Given exercise: Could you repeat these lines with each "gold" changed to "golden" and everything else left as it is?

Record set:
* * * * * * * * *
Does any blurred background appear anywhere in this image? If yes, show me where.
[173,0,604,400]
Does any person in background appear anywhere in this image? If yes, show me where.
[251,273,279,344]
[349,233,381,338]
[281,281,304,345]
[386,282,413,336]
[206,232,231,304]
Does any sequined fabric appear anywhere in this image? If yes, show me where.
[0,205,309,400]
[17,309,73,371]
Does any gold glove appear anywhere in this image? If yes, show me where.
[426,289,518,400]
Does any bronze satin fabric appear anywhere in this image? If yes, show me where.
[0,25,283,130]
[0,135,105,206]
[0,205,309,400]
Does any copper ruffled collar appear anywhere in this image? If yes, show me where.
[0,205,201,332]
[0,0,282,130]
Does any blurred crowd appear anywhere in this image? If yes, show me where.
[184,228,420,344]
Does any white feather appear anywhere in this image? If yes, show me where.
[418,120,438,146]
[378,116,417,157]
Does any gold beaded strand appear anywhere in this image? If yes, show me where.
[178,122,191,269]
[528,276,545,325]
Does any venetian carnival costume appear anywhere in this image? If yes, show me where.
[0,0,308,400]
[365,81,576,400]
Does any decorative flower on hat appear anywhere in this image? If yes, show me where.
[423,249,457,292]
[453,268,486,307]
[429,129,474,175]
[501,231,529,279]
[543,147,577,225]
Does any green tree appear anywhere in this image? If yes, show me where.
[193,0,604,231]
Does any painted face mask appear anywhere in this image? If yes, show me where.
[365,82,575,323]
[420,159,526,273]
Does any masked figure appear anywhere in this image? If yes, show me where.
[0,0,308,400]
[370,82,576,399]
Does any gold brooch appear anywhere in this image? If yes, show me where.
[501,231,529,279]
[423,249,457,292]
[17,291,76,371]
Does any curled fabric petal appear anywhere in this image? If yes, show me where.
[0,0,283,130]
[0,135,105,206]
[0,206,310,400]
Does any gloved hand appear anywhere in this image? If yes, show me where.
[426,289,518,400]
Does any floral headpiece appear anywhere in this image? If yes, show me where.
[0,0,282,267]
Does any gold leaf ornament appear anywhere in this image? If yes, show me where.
* * * * * * * * *
The solution:
Does any blurred background appear anywhere in this image? If yes, show me where.
[173,0,604,400]
Does any person in background appear anywhere in this image? If yes, show me where.
[251,273,279,344]
[349,233,381,338]
[281,281,304,345]
[386,282,413,336]
[206,232,231,304]
Does any sequined fabric appear anywhere in this image? If yes, show me where.
[0,205,309,400]
[17,309,73,371]
Does any golden glove appear anywhere in this image? If yes, show me where.
[426,289,518,400]
Does any bronze satin fabric appear anywhere in this image? If yes, show me where.
[0,25,283,130]
[0,135,105,206]
[0,205,309,400]
Does any copper ruffled collar appear anywhere in this image? If yes, show me where.
[0,205,201,332]
[0,0,282,130]
Does any blurred crowd appear anywhere in this image? If yes, show me where.
[184,228,420,344]
Does any white feather appear anywhere in this image? If yes, show me where.
[418,120,438,146]
[378,116,417,157]
Does any golden beaded strand appear anywhere in this image? If yes, show me where.
[178,122,191,269]
[528,276,545,325]
Does any venetian carnival costume appear anywhere in this image? If yes, show me where.
[0,0,308,400]
[365,81,576,400]
Does any decorative flower on hat appear anywhere in this image? If yes, show me where.
[423,249,457,292]
[453,268,486,307]
[429,129,474,175]
[501,231,529,279]
[543,147,577,225]
Does any green tree appear anywhere in this image? If yes, show me where.
[193,0,604,231]
Does any painted face mask appear anywhere in this image? If yes, show me where.
[365,82,575,323]
[420,159,526,273]
Does any masked figure appear anywhere in this image? If yes, show me where.
[0,0,308,400]
[370,82,576,399]
Does any golden brooch appear anywhere in this image? If yes, show me where.
[501,231,529,279]
[423,249,457,292]
[17,291,76,371]
Does any curled fabric petal appear anywhere in this image? If yes, show me where.
[0,0,283,130]
[0,135,105,206]
[0,206,310,400]
Does any gloved hand appear anywhere in this image? If yes, show me where.
[426,289,518,400]
Does any floral headpiece appear anywhere in this image? If yes, show me where.
[0,0,282,267]
Does any golden leaf ornament appear anywhere in this image? If yes, show me where.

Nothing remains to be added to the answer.